___ Dataset content

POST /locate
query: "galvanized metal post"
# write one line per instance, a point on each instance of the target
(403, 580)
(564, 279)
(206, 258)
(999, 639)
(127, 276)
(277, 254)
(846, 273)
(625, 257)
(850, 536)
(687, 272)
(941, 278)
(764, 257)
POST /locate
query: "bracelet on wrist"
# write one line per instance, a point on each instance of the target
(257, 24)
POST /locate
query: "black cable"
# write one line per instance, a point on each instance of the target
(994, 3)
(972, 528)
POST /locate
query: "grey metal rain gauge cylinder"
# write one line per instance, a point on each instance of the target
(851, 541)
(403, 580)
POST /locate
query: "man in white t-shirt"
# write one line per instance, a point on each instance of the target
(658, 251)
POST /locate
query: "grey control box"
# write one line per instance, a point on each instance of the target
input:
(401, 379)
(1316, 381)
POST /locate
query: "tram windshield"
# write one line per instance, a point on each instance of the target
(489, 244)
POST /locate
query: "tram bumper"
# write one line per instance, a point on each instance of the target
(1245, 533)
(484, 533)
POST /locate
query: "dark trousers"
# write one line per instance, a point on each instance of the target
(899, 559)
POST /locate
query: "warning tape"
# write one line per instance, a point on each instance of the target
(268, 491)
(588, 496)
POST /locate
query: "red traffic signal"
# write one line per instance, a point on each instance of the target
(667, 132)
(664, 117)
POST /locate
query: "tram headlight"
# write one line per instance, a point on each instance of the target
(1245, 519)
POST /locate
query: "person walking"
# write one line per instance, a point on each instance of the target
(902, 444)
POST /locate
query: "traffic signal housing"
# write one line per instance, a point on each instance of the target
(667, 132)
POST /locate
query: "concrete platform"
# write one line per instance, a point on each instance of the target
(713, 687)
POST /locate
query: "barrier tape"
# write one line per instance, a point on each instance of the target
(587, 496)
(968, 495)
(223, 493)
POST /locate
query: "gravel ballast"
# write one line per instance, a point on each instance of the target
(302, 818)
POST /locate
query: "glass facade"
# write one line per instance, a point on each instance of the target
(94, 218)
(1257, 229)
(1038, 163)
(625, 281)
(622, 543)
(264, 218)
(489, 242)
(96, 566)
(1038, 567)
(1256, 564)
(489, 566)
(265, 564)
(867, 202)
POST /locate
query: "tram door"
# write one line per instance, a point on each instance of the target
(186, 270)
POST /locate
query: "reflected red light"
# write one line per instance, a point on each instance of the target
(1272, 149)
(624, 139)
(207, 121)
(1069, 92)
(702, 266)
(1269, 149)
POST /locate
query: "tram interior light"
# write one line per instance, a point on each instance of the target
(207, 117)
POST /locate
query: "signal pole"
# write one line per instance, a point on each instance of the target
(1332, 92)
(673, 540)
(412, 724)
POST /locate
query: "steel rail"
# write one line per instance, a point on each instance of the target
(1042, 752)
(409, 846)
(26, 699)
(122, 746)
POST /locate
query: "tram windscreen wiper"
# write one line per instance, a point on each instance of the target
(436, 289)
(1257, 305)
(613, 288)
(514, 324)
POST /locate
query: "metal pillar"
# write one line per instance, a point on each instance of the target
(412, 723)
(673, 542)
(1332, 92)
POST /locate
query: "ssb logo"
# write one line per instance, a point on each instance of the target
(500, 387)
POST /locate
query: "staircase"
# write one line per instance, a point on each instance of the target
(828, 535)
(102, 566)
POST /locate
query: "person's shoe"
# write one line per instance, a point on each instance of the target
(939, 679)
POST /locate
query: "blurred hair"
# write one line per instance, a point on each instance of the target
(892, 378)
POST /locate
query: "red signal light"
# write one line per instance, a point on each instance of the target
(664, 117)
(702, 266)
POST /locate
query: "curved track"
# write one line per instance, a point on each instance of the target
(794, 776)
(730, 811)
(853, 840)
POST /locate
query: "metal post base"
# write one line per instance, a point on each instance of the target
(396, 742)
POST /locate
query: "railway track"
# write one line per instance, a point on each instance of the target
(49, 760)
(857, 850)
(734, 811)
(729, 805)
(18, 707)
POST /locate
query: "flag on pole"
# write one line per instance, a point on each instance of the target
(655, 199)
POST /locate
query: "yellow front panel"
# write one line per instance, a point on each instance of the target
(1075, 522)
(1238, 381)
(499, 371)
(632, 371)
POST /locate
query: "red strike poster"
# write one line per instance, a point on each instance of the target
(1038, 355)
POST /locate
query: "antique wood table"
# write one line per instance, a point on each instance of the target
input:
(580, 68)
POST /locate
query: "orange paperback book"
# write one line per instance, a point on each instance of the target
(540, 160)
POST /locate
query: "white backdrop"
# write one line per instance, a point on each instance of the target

______

▶ Problem description
Repeat each of the entries above precisely as given.

▶ Right answer
POST /locate
query: "galvanized metal post"
# write one line per instance, a point on each instance of the target
(403, 580)
(564, 279)
(206, 258)
(999, 639)
(127, 276)
(277, 254)
(846, 273)
(625, 257)
(850, 536)
(687, 272)
(941, 278)
(764, 257)
POST /locate
query: "bracelet on wrist"
# write one line per instance, a point on each instance of the target
(257, 24)
POST /locate
query: "black cable"
# write one line per instance, a point on each instance of the target
(994, 3)
(972, 528)
POST /locate
query: "grey metal rain gauge cylinder"
# write one line per instance, a point on each instance of the target
(851, 541)
(403, 580)
POST /locate
query: "man in white t-shirt"
# write one line per instance, a point on each instance of the target
(658, 251)
POST /locate
query: "grey control box"
# write one line per instance, a point on each instance of the target
input:
(401, 379)
(1316, 381)
POST /locate
query: "tram windshield"
# write one line per instance, a point on each instance of the target
(489, 244)
POST /locate
query: "tram bumper"
# write one line per instance, a point on each instance of the target
(1245, 533)
(484, 533)
POST /locate
query: "dark trousers"
# write one line per instance, a point on each instance of the target
(899, 559)
POST /locate
query: "warning tape"
# write one line per instance, a point on each instance of the target
(268, 491)
(588, 496)
POST /locate
query: "red traffic signal"
# write one line per instance, a point on each instance of the target
(667, 132)
(664, 117)
POST /locate
query: "tram headlight"
# write one line per instance, a point on each instance of the target
(1245, 519)
POST /locate
query: "person walking"
# write one line per instance, a point on each instance of the target
(902, 444)
POST /locate
query: "traffic signal housing"
# write one line per instance, a point on each instance of the target
(667, 132)
POST /locate
query: "concrete platform"
# write one line per instance, a point on each instance of the target
(713, 687)
POST /locate
query: "barrier tape"
# write one line per instance, a point on each instance of the target
(587, 496)
(968, 495)
(223, 493)
POST /locate
query: "gravel ballast"
# write one line per instance, a point on each instance of the target
(302, 818)
POST /locate
query: "glass facade"
# write one line per instance, a point on each instance of the target
(94, 218)
(1257, 229)
(1038, 163)
(625, 281)
(622, 543)
(264, 218)
(489, 242)
(96, 566)
(1038, 567)
(1256, 564)
(489, 566)
(265, 564)
(867, 202)
POST /locate
query: "tram door"
# write one line per instance, a point on each instance of the target
(186, 270)
POST /locate
query: "reflected red light"
# write one line per instance, a point on each instance of the target
(1272, 149)
(624, 139)
(207, 121)
(1069, 92)
(702, 266)
(1269, 149)
POST /locate
query: "tram interior light"
# write one line per instance, a point on each instance of the target
(207, 117)
POST /locate
query: "signal pole"
# write one line per instance, a point on each instance of the target
(1332, 92)
(673, 540)
(412, 724)
POST /locate
query: "steel rail"
# write one line per instance, a point on each instance of the target
(1042, 752)
(409, 846)
(26, 699)
(122, 746)
POST /locate
query: "tram windscreen wiper"
# write one line per instance, a point on each instance of the target
(436, 289)
(1257, 305)
(613, 288)
(514, 324)
POST /locate
query: "metal pillar"
# write one line per instance, a point on each instance of the target
(412, 723)
(673, 542)
(1332, 92)
POST /locate
query: "ssb logo"
# write one line per instance, a point on each instance of the target
(500, 387)
POST /locate
query: "staircase"
# write one line per instance, a point on each instance of the target
(828, 535)
(102, 566)
POST /locate
query: "person's shoe"
# write one line per instance, a point on each instance of the target
(939, 679)
POST /locate
query: "blurred hair"
# write one line per instance, a point on each instance of the target
(892, 378)
POST /locate
query: "red signal light"
# write one line per instance, a point on each instance of the target
(664, 117)
(702, 266)
POST /locate
query: "curved track"
# write one line per instance, a point on each instance of the target
(794, 776)
(730, 811)
(853, 840)
POST /locate
query: "metal post base"
# write one line per instance, a point on each instance of the target
(396, 742)
POST /locate
query: "railway track"
# write one line per instance, a point on each instance of the target
(49, 760)
(857, 850)
(734, 811)
(729, 805)
(18, 707)
POST /locate
query: "flag on pole"
# write one line per instance, a point on each instance of the target
(655, 199)
POST /locate
query: "yellow front panel"
# write one line per instance, a point on each instance of the target
(1075, 522)
(1238, 381)
(499, 371)
(632, 371)
POST /locate
query: "red strike poster"
# write one line per instance, a point on each instance of the target
(1038, 355)
POST /locate
query: "antique wood table"
# write one line per instance, a point on each instance of the target
input:
(580, 68)
POST /locate
query: "orange paperback book"
# write one line per instance, a point on each instance of the target
(540, 160)
POST /locate
query: "white backdrop"
# write one line per instance, a point on each instance of the target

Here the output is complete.